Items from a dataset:
[Start of Attachment]

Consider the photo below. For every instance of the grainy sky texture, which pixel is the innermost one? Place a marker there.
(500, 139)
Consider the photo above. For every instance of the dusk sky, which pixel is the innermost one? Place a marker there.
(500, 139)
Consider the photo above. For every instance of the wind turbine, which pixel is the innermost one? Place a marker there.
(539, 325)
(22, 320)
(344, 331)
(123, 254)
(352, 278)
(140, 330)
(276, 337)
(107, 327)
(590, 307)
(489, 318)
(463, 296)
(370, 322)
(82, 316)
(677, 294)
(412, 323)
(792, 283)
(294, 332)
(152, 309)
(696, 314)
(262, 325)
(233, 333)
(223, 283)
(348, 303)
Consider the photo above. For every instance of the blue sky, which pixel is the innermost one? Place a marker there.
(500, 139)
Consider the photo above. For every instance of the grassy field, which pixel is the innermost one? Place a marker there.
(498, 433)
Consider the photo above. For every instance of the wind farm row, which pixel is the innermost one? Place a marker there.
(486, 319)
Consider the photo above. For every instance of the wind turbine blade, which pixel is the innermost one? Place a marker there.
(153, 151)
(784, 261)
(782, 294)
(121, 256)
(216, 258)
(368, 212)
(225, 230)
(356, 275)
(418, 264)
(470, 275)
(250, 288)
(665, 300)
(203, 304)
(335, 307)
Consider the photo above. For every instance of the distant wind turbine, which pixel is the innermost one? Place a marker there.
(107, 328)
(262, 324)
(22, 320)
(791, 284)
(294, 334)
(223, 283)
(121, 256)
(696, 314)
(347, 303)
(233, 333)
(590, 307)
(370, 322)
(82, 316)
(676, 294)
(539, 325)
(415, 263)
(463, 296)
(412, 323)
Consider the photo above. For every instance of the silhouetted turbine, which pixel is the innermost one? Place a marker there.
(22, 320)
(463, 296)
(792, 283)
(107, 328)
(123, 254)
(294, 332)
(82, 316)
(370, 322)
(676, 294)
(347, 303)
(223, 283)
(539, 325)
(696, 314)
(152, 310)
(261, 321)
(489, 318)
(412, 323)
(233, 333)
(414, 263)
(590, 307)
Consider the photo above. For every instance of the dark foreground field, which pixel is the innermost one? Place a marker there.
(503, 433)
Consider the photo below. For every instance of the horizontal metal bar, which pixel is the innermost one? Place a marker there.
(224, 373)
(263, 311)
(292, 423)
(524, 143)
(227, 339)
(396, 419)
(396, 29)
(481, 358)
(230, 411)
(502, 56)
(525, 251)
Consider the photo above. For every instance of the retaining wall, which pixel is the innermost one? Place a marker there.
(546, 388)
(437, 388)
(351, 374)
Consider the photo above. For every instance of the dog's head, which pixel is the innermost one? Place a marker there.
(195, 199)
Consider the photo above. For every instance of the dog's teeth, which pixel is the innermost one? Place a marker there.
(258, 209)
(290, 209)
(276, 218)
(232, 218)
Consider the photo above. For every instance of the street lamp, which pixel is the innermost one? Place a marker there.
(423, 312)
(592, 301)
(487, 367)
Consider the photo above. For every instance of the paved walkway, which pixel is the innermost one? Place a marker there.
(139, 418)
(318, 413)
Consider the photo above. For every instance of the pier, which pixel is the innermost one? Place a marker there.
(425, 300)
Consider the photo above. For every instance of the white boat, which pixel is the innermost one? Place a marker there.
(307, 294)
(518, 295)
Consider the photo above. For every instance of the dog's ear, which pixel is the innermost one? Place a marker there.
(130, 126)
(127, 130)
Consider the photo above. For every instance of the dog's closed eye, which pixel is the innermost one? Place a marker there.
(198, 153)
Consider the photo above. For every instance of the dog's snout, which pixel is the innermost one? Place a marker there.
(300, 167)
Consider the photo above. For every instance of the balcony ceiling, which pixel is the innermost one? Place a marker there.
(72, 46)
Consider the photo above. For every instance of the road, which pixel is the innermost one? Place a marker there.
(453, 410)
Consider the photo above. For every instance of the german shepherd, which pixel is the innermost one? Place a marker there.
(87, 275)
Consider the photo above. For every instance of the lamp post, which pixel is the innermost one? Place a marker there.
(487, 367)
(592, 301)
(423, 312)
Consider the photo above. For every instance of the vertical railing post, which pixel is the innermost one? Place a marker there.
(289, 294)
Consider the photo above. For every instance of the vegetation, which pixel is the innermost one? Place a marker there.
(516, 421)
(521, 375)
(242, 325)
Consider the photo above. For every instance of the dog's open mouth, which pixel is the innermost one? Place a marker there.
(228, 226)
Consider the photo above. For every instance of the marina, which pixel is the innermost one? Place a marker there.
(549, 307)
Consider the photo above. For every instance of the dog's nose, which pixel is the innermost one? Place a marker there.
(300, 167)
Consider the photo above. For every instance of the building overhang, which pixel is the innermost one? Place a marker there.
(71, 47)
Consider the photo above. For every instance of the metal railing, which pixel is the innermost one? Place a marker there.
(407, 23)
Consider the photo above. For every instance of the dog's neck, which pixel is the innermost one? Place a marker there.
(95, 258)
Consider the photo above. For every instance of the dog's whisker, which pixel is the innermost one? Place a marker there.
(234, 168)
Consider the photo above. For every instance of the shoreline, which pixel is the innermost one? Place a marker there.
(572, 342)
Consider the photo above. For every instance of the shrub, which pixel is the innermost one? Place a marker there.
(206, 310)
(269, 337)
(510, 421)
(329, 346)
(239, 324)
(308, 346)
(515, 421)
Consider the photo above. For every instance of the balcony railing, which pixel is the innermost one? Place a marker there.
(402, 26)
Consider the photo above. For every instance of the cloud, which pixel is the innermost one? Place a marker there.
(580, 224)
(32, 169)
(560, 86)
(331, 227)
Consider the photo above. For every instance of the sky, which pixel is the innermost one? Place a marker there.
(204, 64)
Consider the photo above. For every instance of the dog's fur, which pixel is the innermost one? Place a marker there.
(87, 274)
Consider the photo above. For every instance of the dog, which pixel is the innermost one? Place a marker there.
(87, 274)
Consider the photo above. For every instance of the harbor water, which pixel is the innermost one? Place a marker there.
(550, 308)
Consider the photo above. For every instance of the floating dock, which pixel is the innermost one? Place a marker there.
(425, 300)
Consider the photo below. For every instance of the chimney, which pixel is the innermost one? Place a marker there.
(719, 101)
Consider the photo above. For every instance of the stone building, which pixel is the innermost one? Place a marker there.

[End of Attachment]

What to work on: An exact copy of every line above is needed.

Solution to the problem:
Consider the photo below. For every instance of the grainy sky texture, which pixel is the innermost one? Place a marker there.
(500, 139)
Consider the photo above. For every instance of the dusk sky, which pixel is the innermost one? Place a marker there.
(500, 139)
Consider the photo above. For every instance of the wind turbine, which pixel is the innermost one? Place a marker there.
(539, 325)
(22, 320)
(344, 331)
(123, 254)
(352, 278)
(140, 330)
(276, 337)
(107, 327)
(590, 307)
(489, 318)
(463, 296)
(370, 322)
(82, 316)
(677, 294)
(412, 323)
(792, 283)
(294, 332)
(152, 309)
(696, 314)
(262, 325)
(233, 333)
(223, 283)
(348, 303)
Consider the photo above. For every instance of the blue sky, which pixel is the innermost one? Place a marker there.
(500, 139)
Consider the photo above. For every instance of the grassy field, which pixel is the innermost one? Place a marker there.
(498, 433)
Consider the photo above. For every instance of the wind farm row, which pixel is the innermost one? Place a marker there.
(486, 319)
Consider the photo above. For every instance of the wind turbine blade, which pixel is the innermost one? Place a marker there.
(153, 151)
(784, 261)
(782, 294)
(121, 256)
(216, 258)
(368, 212)
(225, 230)
(356, 275)
(418, 264)
(470, 275)
(250, 288)
(665, 300)
(203, 304)
(335, 307)
Consider the photo above. For every instance of the distant wind turbine, which pixel is the innermost one? Place a marker there.
(107, 328)
(262, 324)
(22, 320)
(791, 284)
(294, 334)
(223, 283)
(121, 256)
(696, 314)
(347, 303)
(233, 333)
(590, 307)
(370, 322)
(82, 316)
(676, 294)
(539, 325)
(415, 263)
(463, 296)
(412, 323)
Consider the photo above. For every instance of the silhouetted turbine, which pixel is the innermost one? Place a marker there.
(22, 320)
(463, 296)
(792, 283)
(107, 328)
(123, 254)
(294, 332)
(82, 316)
(370, 322)
(676, 294)
(347, 303)
(223, 283)
(539, 325)
(696, 314)
(152, 310)
(261, 321)
(489, 318)
(412, 323)
(233, 333)
(414, 263)
(590, 307)
Consider the photo above. For every instance of the dark foreground field, which pixel is the innermost one? Place a marker there.
(503, 433)
Consider the photo below. For every instance of the horizontal metal bar, which pixel is the innermost one? Place a marker there.
(224, 373)
(263, 311)
(292, 423)
(524, 143)
(227, 339)
(396, 419)
(396, 29)
(481, 358)
(230, 411)
(502, 56)
(525, 251)
Consider the photo above. For every instance of the retaining wall, which pixel is the innermost one? Place a marker there.
(546, 388)
(437, 388)
(351, 374)
Consider the photo above. For every instance of the dog's head, which pixel is the innermost one? Place a marker there.
(195, 199)
Consider the photo above. For every instance of the dog's teeth, which pixel is the innermost one? Place a marker there.
(258, 209)
(290, 209)
(276, 218)
(232, 218)
Consider the photo above. For every instance of the street lamp, which pixel is the innermost one? Place a marker there.
(423, 312)
(592, 301)
(487, 367)
Consider the photo above. For every instance of the paved walkway, which pixel is the innermost one? Place a marker there.
(139, 418)
(318, 413)
Consider the photo above. For every instance of the pier, which pixel is the innermost one? Place a marker there.
(425, 300)
Consider the photo above. For every instance of the white boat, which pixel is the innermost one? Place a marker there.
(307, 294)
(518, 295)
Consider the photo above. For every instance of the dog's ear, which pixel is the innermost one? Place a marker there.
(130, 126)
(127, 130)
Consider the photo above. For every instance of the dog's closed eye, which pixel is the innermost one? Place a marker there.
(198, 153)
Consider the photo above. For every instance of the dog's snout, which pixel is the innermost one? Place a marker there.
(300, 167)
Consider the photo above. For every instance of the balcony ceiling, which pixel is the innermost one? Place a marker there.
(72, 46)
Consider the photo above. For every instance of the road, which pixel is the innermost one? Place a marker there.
(453, 410)
Consider the photo above. For every instance of the german shepherd, which pixel is the innermost one? Place a marker there.
(87, 275)
Consider the photo above. For every instance of the lamp post, which pixel is the innermost one? Place a marker there.
(487, 367)
(592, 301)
(423, 312)
Consider the photo above. For every instance of the vertical railing post, which pixel is the innermost one? Place a marker there.
(289, 294)
Consider the photo above. For every instance of the vegetation, which pixel is the innermost one? Place a marker there.
(516, 421)
(521, 375)
(242, 325)
Consider the photo above. For every instance of the dog's open mouth, which pixel is the innermost one? Place a marker there.
(228, 226)
Consider the photo above. For every instance of the marina, which pixel is the innermost one? Place a marker there.
(549, 307)
Consider the photo above. For every instance of the dog's nose, which pixel is the innermost one? Place a marker there.
(300, 167)
Consider the photo above. For every instance of the building overhang, which pixel is the innermost one? Place a marker there.
(71, 47)
Consider the photo above. For every instance of the metal railing, which pixel is the innermost one? Place a marker there.
(407, 23)
Consider the photo above. For every instance of the dog's neck, which pixel is the innermost one? Place a marker there.
(95, 258)
Consider the photo above. For every instance of the dog's whisker, which pixel is the innermost one? Place a marker there.
(234, 168)
Consider the photo above. For every instance of the shoreline, which pixel is the innermost one? Place a marker there.
(572, 342)
Consider the photo above. For every instance of the shrub, which pixel is the innermost one? Place a marker there.
(206, 310)
(269, 337)
(510, 421)
(329, 346)
(239, 324)
(308, 346)
(515, 421)
Consider the photo above. For every instance of the balcony railing, which pixel is the innermost one? Place a marker there.
(402, 26)
Consider the photo above. For every instance of the cloud, which pixel is the innermost one? Place a marker there.
(580, 224)
(32, 169)
(560, 86)
(331, 227)
Consider the photo above. For every instance of the sky, which pixel is the innermost one? Place a marker there.
(204, 64)
Consider the photo above. For every instance of the dog's fur, which pixel is the innermost one? Place a marker there.
(87, 274)
Consider the photo above. For every instance of the dog, which pixel is the innermost one? Place a marker there.
(87, 274)
Consider the photo above. For every instance of the harbor water, which pixel is the innermost one? Place a marker there.
(550, 308)
Consider the photo above. For every instance of the floating dock, which pixel is the innermost one? Place a marker there.
(425, 300)
Consider the photo below. For every instance of the chimney, which pixel is the innermost one? Place a marker there.
(719, 101)
Consider the photo above. For every instance of the stone building, which pixel is the innermost one? Place a marker there.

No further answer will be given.